EXERCISE DIRECTIONS: Render every line of the material below as a Markdown table with two columns, Row for the row number and Content for the line, omitting blank lines and the pictures.

GIVEN RECORDS:
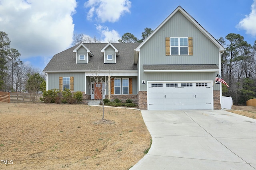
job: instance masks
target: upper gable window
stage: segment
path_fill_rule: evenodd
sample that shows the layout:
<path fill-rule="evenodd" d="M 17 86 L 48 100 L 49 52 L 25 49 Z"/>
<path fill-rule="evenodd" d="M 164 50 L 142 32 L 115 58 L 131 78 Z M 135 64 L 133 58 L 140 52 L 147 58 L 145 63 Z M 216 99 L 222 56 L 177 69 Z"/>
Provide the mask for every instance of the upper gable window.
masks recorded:
<path fill-rule="evenodd" d="M 113 55 L 108 55 L 107 58 L 107 59 L 108 60 L 112 60 L 113 59 Z"/>
<path fill-rule="evenodd" d="M 84 55 L 80 55 L 79 60 L 84 60 L 85 59 Z"/>
<path fill-rule="evenodd" d="M 170 38 L 171 55 L 188 55 L 188 38 Z"/>

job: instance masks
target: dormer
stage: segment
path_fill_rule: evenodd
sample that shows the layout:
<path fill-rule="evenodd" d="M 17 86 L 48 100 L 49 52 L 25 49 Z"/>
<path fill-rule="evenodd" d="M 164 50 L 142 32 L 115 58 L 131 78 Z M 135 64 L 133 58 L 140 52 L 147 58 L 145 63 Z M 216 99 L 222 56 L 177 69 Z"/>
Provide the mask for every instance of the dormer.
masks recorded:
<path fill-rule="evenodd" d="M 89 49 L 82 43 L 79 44 L 73 52 L 76 54 L 76 64 L 88 64 L 90 57 L 93 56 Z"/>
<path fill-rule="evenodd" d="M 104 63 L 116 63 L 116 57 L 119 56 L 118 49 L 110 43 L 101 50 L 101 52 L 104 56 Z"/>

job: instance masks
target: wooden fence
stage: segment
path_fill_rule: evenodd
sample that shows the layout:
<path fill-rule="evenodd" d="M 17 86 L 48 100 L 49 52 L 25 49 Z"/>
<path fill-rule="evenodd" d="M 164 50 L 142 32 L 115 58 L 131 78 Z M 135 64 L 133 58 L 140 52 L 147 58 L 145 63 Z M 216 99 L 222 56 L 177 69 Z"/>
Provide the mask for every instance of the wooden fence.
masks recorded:
<path fill-rule="evenodd" d="M 247 100 L 246 106 L 256 107 L 256 99 L 252 99 Z"/>
<path fill-rule="evenodd" d="M 33 97 L 35 98 L 35 101 L 38 101 L 40 100 L 39 98 L 42 96 L 42 94 L 0 92 L 0 101 L 8 103 L 32 102 Z"/>

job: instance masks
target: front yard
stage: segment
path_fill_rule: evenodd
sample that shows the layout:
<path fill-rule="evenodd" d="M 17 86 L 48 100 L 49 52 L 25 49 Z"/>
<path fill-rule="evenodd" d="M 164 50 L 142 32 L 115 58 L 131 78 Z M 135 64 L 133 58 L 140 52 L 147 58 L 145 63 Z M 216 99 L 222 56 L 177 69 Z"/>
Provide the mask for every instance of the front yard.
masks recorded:
<path fill-rule="evenodd" d="M 140 111 L 102 109 L 0 102 L 0 169 L 129 169 L 150 147 Z"/>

TASK SOLUTION:
| Row | Content |
|---|---|
| 1 | job: instance masks |
| 2 | target: upper gable window |
| 3 | stage: segment |
| 4 | path_fill_rule: evenodd |
| 5 | sample that shows the layout: |
| 6 | <path fill-rule="evenodd" d="M 17 86 L 48 100 L 49 52 L 25 49 Z"/> |
| 7 | <path fill-rule="evenodd" d="M 164 50 L 142 32 L 115 58 L 131 78 Z M 135 64 L 133 58 L 140 52 L 147 58 L 145 63 Z M 216 99 L 222 56 L 177 69 Z"/> |
| 8 | Provide the mask for every instance of the upper gable window. |
| 9 | masks recorded: |
| 10 | <path fill-rule="evenodd" d="M 113 55 L 108 55 L 107 58 L 107 59 L 108 60 L 112 60 L 113 59 Z"/> |
| 11 | <path fill-rule="evenodd" d="M 84 55 L 80 55 L 79 60 L 84 60 L 85 59 Z"/> |
| 12 | <path fill-rule="evenodd" d="M 170 38 L 171 55 L 188 55 L 188 38 Z"/> |
| 13 | job: instance masks |
| 14 | target: dormer |
| 15 | stage: segment |
| 16 | path_fill_rule: evenodd |
| 17 | sample that shows the layout: |
| 18 | <path fill-rule="evenodd" d="M 17 86 L 48 100 L 49 52 L 25 49 Z"/> |
| 19 | <path fill-rule="evenodd" d="M 164 50 L 142 32 L 115 58 L 131 78 Z M 135 64 L 133 58 L 140 52 L 147 58 L 145 63 Z M 216 99 L 222 56 L 177 69 Z"/> |
| 20 | Provide the mask for every instance of the dormer. |
| 21 | masks recorded: |
| 22 | <path fill-rule="evenodd" d="M 89 49 L 82 43 L 79 44 L 73 52 L 76 54 L 76 64 L 88 64 L 90 57 L 93 56 Z"/> |
| 23 | <path fill-rule="evenodd" d="M 104 63 L 116 63 L 116 57 L 119 56 L 118 49 L 110 43 L 101 50 L 101 52 L 104 56 Z"/> |
| 24 | job: instance masks |
| 25 | target: wooden fence |
| 26 | stage: segment |
| 27 | path_fill_rule: evenodd |
| 28 | sample that shows the layout: |
| 29 | <path fill-rule="evenodd" d="M 17 86 L 48 100 L 49 52 L 25 49 Z"/> |
| 30 | <path fill-rule="evenodd" d="M 164 50 L 142 32 L 115 58 L 131 78 Z M 135 64 L 133 58 L 140 52 L 147 58 L 145 63 Z M 216 99 L 222 56 L 177 69 Z"/> |
| 31 | Provide the mask for every instance of the wooden fence. |
| 32 | masks recorded: |
| 33 | <path fill-rule="evenodd" d="M 247 100 L 246 106 L 256 107 L 256 99 L 252 99 Z"/> |
| 34 | <path fill-rule="evenodd" d="M 33 97 L 35 98 L 35 101 L 38 101 L 40 100 L 39 98 L 42 96 L 42 94 L 0 92 L 0 101 L 8 103 L 32 102 Z"/> |
| 35 | job: instance masks |
| 36 | target: front yard |
| 37 | stage: segment |
| 38 | path_fill_rule: evenodd |
| 39 | sample that shows the layout: |
| 40 | <path fill-rule="evenodd" d="M 17 86 L 48 100 L 49 52 L 25 49 Z"/> |
| 41 | <path fill-rule="evenodd" d="M 164 50 L 142 32 L 115 58 L 131 78 Z M 135 64 L 133 58 L 140 52 L 147 58 L 145 63 Z M 216 99 L 222 56 L 177 69 Z"/> |
| 42 | Provide the mask for every instance of the front yard. |
| 43 | masks recorded: |
| 44 | <path fill-rule="evenodd" d="M 140 111 L 102 109 L 0 102 L 0 169 L 129 169 L 150 147 Z"/> |